_WORK ORDER:_ Each entry must appear in the answer exactly as written.

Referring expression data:
::::

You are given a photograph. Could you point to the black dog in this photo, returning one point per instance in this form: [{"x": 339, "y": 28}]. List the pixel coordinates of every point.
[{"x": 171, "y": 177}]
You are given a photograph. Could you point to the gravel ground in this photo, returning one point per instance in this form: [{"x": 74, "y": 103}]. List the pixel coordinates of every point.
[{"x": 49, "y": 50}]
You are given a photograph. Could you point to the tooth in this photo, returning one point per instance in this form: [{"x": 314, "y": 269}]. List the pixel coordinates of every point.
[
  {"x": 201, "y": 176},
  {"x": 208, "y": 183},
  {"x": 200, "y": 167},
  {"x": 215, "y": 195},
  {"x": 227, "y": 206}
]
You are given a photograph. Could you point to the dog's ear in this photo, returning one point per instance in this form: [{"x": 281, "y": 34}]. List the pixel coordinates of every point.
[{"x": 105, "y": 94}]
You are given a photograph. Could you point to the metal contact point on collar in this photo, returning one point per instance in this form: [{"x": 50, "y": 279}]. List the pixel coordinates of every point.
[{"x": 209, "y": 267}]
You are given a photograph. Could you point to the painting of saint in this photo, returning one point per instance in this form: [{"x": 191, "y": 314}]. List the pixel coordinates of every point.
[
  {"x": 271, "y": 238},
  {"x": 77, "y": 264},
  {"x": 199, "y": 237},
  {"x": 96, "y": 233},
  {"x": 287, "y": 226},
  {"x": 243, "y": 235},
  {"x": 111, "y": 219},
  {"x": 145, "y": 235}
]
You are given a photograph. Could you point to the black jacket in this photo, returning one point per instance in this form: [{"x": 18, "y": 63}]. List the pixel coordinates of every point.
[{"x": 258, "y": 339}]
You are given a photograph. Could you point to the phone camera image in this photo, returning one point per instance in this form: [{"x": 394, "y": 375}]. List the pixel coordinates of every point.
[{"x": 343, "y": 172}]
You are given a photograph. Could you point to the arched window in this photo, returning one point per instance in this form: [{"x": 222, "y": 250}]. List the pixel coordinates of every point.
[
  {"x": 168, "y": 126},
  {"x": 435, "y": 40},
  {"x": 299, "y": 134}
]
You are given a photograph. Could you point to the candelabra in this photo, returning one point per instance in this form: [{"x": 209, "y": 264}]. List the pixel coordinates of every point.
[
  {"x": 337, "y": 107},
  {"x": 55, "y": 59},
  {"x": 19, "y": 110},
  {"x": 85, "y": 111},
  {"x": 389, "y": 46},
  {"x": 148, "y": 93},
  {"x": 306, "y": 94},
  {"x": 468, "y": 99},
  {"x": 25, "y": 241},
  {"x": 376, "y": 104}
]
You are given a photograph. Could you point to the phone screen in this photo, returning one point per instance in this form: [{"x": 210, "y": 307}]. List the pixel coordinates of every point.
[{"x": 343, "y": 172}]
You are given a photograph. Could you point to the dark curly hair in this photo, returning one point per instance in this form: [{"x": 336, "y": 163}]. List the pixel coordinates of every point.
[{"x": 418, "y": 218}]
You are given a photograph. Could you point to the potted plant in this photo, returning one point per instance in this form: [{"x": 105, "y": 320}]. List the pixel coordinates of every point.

::::

_RESULT:_
You are given a photograph. Could you point to the black dog in this photo, returning one point per instance in this form: [{"x": 339, "y": 28}]. List the pixel coordinates of every point.
[{"x": 171, "y": 177}]
You are given a photograph. Could you point to the gravel ground in this photo, returning one point per instance in this form: [{"x": 74, "y": 103}]. List the pixel coordinates of every point.
[{"x": 49, "y": 50}]
You are given a photograph. Could you point to the tooth in this photo, returning one point per instance in this form: [{"x": 314, "y": 269}]. List the pixel coordinates of every point.
[
  {"x": 201, "y": 176},
  {"x": 208, "y": 183},
  {"x": 200, "y": 167},
  {"x": 215, "y": 195},
  {"x": 227, "y": 206}
]
You are given a photograph. Could you point to the dog's ear in this photo, returning one point per instance in this form: [{"x": 281, "y": 34}]. List the pixel coordinates of every point.
[{"x": 105, "y": 94}]
You are given a photograph. Could you point to the metal contact point on collar in this photo, returning one point per instance in this form: [{"x": 50, "y": 279}]. List the pixel coordinates of every point.
[{"x": 209, "y": 267}]
You are given a photograph. Could you point to the painting of saint in this photo, returning one point per instance in this form: [{"x": 191, "y": 314}]. List the pixel coordinates of every point.
[
  {"x": 271, "y": 238},
  {"x": 77, "y": 264},
  {"x": 199, "y": 237},
  {"x": 96, "y": 233},
  {"x": 287, "y": 226},
  {"x": 243, "y": 235},
  {"x": 111, "y": 219},
  {"x": 145, "y": 235}
]
You are given a photograph. Could you point to the black jacket in this photo, returning one point per instance in this form: [{"x": 18, "y": 63}]. List the pixel coordinates of every point.
[{"x": 258, "y": 339}]
You are given a photograph. Could you point to the phone camera image in this photo, returning one point per instance in this form: [{"x": 394, "y": 375}]. List the pixel coordinates of every point.
[{"x": 343, "y": 172}]
You are given a photograph. Could you point to the arched window in this photo, returning one point per instance in this form: [{"x": 222, "y": 250}]. List the pixel coordinates of every point.
[
  {"x": 168, "y": 126},
  {"x": 435, "y": 40},
  {"x": 299, "y": 134}
]
You are given a photograph. Could you point to the candelabra in this photo, returning one point per instance in this form: [{"x": 209, "y": 264}]. List the pixel coordinates of every point.
[
  {"x": 337, "y": 107},
  {"x": 55, "y": 59},
  {"x": 19, "y": 110},
  {"x": 85, "y": 111},
  {"x": 389, "y": 46},
  {"x": 148, "y": 93},
  {"x": 306, "y": 94},
  {"x": 468, "y": 99},
  {"x": 25, "y": 241},
  {"x": 376, "y": 104}
]
You are given a photograph. Could you point to the phone screen in this photo, returning one point per instance in this form: [{"x": 210, "y": 307}]. List the pixel coordinates of every point.
[{"x": 343, "y": 172}]
You are given a photograph. Could you point to the dark curly hair in this photo, returning one point per instance in this form: [{"x": 336, "y": 163}]. List the pixel coordinates of every point.
[{"x": 418, "y": 218}]
You are given a photograph. Could you point to the potted plant in this photo, returning one point per instance in this form: [{"x": 105, "y": 320}]. List the pixel coordinates of every point.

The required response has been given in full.